*Goal of the exercise*
Your output must consist solely of the lines from the one containing "Where can the metal" through the end of the records, reproduced exactly.
>> Start Given records
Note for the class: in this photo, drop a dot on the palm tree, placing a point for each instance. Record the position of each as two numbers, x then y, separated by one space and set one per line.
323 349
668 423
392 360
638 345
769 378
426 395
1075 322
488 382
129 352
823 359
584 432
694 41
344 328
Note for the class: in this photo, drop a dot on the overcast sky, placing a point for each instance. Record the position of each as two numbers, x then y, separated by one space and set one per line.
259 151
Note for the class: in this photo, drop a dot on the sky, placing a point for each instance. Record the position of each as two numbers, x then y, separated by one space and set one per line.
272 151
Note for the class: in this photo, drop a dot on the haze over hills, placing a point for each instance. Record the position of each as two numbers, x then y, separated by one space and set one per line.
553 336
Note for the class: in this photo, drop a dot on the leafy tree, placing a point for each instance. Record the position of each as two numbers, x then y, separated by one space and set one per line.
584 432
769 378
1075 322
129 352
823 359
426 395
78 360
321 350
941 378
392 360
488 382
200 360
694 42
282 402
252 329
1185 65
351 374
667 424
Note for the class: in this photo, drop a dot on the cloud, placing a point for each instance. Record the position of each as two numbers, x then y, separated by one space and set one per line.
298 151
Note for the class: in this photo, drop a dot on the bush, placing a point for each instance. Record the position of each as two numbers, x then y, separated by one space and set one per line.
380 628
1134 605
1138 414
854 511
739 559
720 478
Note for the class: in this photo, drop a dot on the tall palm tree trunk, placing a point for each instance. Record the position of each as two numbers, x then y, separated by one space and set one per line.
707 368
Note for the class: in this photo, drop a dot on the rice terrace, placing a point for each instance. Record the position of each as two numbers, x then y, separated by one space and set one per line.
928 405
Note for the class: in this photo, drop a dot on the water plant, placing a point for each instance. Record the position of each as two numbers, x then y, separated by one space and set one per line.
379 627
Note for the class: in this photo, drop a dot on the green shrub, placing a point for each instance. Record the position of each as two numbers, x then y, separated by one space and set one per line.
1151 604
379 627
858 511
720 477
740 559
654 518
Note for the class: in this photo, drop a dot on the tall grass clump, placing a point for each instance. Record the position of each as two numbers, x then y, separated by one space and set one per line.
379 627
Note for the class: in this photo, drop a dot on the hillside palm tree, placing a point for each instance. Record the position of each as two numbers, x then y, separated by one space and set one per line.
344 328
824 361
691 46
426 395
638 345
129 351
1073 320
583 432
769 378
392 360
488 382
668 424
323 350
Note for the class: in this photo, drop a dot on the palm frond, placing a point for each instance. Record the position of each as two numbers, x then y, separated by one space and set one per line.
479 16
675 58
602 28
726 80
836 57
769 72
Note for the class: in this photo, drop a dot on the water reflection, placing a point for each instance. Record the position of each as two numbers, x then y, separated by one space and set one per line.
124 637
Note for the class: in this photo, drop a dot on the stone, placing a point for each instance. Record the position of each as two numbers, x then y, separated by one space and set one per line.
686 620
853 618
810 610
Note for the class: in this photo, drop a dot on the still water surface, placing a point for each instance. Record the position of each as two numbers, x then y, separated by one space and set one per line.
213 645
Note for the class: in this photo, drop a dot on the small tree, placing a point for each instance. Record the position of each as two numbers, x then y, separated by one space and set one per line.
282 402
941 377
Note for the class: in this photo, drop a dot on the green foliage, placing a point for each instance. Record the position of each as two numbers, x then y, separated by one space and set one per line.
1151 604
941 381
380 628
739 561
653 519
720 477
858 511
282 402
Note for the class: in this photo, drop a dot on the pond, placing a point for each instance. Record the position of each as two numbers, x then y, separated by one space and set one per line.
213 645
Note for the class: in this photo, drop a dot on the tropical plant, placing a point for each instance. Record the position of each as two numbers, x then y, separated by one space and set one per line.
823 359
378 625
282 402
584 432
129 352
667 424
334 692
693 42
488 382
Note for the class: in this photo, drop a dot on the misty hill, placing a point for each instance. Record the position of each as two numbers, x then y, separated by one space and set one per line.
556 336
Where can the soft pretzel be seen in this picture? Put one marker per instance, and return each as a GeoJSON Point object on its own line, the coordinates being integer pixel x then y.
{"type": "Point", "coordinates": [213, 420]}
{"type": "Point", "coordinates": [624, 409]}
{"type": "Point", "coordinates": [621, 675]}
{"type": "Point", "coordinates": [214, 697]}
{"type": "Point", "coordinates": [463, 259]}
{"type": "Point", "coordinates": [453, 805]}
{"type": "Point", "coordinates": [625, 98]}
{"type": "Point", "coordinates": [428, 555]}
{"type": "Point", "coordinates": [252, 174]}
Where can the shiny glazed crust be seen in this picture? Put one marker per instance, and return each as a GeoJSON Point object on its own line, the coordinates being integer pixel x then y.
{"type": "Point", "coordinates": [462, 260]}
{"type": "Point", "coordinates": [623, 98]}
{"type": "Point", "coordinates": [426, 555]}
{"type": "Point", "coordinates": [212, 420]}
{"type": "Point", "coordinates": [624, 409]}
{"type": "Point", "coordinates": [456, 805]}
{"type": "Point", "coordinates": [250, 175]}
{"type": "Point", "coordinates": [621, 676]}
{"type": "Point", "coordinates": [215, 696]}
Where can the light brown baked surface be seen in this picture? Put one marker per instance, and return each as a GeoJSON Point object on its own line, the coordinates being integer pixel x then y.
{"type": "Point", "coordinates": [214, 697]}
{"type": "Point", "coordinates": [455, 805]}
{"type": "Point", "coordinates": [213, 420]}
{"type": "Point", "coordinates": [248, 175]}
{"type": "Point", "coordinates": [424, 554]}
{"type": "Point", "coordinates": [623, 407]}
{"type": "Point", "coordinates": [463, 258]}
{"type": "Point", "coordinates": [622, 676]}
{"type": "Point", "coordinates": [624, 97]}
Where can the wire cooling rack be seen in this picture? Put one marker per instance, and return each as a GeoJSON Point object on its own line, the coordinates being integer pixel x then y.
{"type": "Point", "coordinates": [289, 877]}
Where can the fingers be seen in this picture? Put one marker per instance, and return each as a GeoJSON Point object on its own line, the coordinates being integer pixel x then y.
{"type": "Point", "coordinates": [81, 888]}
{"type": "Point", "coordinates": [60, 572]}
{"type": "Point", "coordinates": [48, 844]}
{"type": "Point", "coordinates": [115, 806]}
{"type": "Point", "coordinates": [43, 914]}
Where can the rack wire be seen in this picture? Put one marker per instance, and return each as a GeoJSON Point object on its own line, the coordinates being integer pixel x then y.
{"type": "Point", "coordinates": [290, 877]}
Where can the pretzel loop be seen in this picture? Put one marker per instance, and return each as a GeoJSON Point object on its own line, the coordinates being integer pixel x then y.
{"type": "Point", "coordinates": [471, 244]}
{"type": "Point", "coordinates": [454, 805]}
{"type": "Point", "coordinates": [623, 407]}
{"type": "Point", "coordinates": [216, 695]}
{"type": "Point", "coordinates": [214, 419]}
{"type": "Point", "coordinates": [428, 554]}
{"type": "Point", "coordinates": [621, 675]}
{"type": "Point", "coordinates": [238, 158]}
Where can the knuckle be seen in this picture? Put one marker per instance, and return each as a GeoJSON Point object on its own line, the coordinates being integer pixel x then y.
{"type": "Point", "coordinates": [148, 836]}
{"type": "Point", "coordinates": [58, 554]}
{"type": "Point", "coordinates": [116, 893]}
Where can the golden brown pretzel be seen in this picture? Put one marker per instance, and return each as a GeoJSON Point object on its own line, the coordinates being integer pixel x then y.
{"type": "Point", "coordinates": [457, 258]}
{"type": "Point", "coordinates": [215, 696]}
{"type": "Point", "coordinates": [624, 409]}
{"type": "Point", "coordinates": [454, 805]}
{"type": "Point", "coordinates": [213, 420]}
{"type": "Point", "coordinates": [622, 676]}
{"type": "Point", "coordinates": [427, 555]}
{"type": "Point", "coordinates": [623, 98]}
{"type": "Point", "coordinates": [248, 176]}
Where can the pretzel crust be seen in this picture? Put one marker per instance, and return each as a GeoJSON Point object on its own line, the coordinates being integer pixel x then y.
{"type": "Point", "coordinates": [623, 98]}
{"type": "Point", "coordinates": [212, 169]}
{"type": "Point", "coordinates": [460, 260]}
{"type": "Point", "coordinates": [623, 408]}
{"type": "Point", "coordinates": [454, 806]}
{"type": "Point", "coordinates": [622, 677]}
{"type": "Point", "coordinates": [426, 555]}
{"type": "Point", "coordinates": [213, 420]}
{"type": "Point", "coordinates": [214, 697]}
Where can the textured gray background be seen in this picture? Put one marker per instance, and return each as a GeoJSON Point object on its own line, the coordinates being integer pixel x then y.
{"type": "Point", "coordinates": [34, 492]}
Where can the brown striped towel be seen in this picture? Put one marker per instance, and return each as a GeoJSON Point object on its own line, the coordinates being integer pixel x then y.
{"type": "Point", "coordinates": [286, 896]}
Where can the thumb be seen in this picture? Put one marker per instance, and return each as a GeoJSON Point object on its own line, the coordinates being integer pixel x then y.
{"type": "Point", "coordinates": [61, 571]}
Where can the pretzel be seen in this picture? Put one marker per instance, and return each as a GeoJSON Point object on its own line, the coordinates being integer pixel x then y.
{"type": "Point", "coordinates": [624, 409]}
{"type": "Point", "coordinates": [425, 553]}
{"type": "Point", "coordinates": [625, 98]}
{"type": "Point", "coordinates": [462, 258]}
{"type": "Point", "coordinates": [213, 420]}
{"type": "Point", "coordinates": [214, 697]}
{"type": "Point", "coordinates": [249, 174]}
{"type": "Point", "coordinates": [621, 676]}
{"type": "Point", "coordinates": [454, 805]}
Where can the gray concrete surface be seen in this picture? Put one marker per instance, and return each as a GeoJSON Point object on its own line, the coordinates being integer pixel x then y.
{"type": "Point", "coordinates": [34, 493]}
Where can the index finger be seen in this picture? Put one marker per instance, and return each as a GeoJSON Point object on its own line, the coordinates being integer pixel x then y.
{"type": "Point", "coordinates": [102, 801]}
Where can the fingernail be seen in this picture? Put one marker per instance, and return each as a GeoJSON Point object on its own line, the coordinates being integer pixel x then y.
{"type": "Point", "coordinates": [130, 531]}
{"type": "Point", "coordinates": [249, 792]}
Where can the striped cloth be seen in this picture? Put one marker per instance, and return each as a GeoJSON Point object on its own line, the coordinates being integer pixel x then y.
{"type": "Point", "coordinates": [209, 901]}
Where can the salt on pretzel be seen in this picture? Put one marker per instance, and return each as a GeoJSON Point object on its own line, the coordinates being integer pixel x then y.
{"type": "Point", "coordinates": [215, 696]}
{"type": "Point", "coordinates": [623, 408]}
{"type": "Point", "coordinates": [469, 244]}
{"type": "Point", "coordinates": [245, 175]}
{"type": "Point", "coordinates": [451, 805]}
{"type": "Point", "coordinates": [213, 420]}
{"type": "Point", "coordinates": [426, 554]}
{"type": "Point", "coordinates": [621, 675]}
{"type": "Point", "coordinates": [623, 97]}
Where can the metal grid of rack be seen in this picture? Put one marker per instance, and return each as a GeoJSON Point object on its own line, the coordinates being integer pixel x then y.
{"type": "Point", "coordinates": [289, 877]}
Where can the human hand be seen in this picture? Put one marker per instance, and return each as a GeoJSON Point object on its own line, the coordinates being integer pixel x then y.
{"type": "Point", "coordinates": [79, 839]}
>> End Given records
*Written solution*
Where can the metal grid of rack be seen in this picture? Put one marker per instance, and return each as a GeoJSON Point object on its own line, the coordinates being integer pixel x then y.
{"type": "Point", "coordinates": [289, 877]}
Where can the human hand be seen in this picture? Put one marker per instance, and return each as a GeoJSON Point object on its own line, the coordinates being integer pixel x then y.
{"type": "Point", "coordinates": [79, 839]}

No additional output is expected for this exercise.